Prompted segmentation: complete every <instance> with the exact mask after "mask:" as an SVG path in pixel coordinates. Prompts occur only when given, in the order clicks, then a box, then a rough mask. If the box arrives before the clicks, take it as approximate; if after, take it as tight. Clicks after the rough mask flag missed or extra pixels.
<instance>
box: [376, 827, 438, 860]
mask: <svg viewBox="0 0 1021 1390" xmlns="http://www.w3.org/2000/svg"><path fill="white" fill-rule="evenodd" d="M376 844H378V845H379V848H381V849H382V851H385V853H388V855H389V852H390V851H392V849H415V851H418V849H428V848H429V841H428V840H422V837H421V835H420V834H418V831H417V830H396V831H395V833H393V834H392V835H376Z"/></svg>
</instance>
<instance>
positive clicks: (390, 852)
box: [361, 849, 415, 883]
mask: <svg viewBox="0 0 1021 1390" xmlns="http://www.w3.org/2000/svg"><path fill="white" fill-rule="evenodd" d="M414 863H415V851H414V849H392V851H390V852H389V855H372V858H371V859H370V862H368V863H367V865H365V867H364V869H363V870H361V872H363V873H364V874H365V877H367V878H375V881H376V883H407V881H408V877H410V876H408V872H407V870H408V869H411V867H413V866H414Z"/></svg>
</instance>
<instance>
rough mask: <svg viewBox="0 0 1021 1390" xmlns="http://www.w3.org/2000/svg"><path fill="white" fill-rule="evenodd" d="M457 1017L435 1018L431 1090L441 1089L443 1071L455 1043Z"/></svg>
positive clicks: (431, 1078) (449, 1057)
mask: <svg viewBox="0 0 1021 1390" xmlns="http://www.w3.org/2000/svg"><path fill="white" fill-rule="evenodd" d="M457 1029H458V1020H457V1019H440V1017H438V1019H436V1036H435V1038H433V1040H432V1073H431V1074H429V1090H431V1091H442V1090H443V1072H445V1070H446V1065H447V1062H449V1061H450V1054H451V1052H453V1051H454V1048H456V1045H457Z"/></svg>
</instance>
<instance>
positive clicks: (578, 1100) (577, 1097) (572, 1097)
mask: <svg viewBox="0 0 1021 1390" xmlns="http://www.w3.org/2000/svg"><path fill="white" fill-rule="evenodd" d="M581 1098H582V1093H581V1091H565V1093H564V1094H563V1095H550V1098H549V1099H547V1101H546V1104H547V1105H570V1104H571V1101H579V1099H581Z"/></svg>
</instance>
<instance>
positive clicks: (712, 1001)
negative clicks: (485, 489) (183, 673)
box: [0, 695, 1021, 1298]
|---|
-- Request --
Write out every line of the material again, exactly as it reads.

-- Solution to the problem --
Prompted segmentation: complete every <instance> with the exact mask after "mask:" as an SVG path in pixel coordinates. Prompts occur only when given, in the order clicks, then a box, then a rough mask. If the box arrives before the clicks, take it as approximate; if after, take it as tight. Clicks after the rough mask flag missed or extra pixels.
<instance>
box: [376, 827, 438, 860]
mask: <svg viewBox="0 0 1021 1390" xmlns="http://www.w3.org/2000/svg"><path fill="white" fill-rule="evenodd" d="M376 844H378V845H379V848H381V849H382V851H385V853H388V855H389V852H390V851H392V849H415V851H418V849H428V848H429V841H428V840H422V837H421V835H420V834H418V831H417V830H396V831H395V833H393V834H392V835H376Z"/></svg>
</instance>
<instance>
positive clicks: (390, 852)
box: [361, 849, 415, 883]
mask: <svg viewBox="0 0 1021 1390" xmlns="http://www.w3.org/2000/svg"><path fill="white" fill-rule="evenodd" d="M414 863H415V851H414V849H392V851H390V852H389V855H372V858H371V859H370V862H368V863H367V865H365V867H364V869H363V870H361V872H363V873H364V874H365V877H367V878H375V881H376V883H407V881H408V877H410V876H408V872H407V870H408V869H411V867H413V866H414Z"/></svg>
</instance>
<instance>
rough mask: <svg viewBox="0 0 1021 1390" xmlns="http://www.w3.org/2000/svg"><path fill="white" fill-rule="evenodd" d="M457 1017L435 1018L431 1090L441 1089L443 1071L455 1043Z"/></svg>
positive clicks: (431, 1078) (449, 1057)
mask: <svg viewBox="0 0 1021 1390" xmlns="http://www.w3.org/2000/svg"><path fill="white" fill-rule="evenodd" d="M457 1029H458V1020H457V1019H440V1017H438V1019H436V1036H435V1038H433V1040H432V1073H431V1074H429V1090H431V1091H442V1090H443V1072H445V1070H446V1065H447V1062H449V1061H450V1054H451V1052H453V1051H454V1048H456V1045H457Z"/></svg>
</instance>
<instance>
positive clicks: (578, 1100) (577, 1097) (572, 1097)
mask: <svg viewBox="0 0 1021 1390" xmlns="http://www.w3.org/2000/svg"><path fill="white" fill-rule="evenodd" d="M581 1098H582V1093H581V1091H565V1093H564V1094H563V1095H550V1098H549V1099H547V1101H546V1104H547V1105H570V1104H571V1101H579V1099H581Z"/></svg>
</instance>
<instance>
positive clicks: (712, 1001)
negative clicks: (485, 489) (183, 673)
box: [0, 695, 1021, 1298]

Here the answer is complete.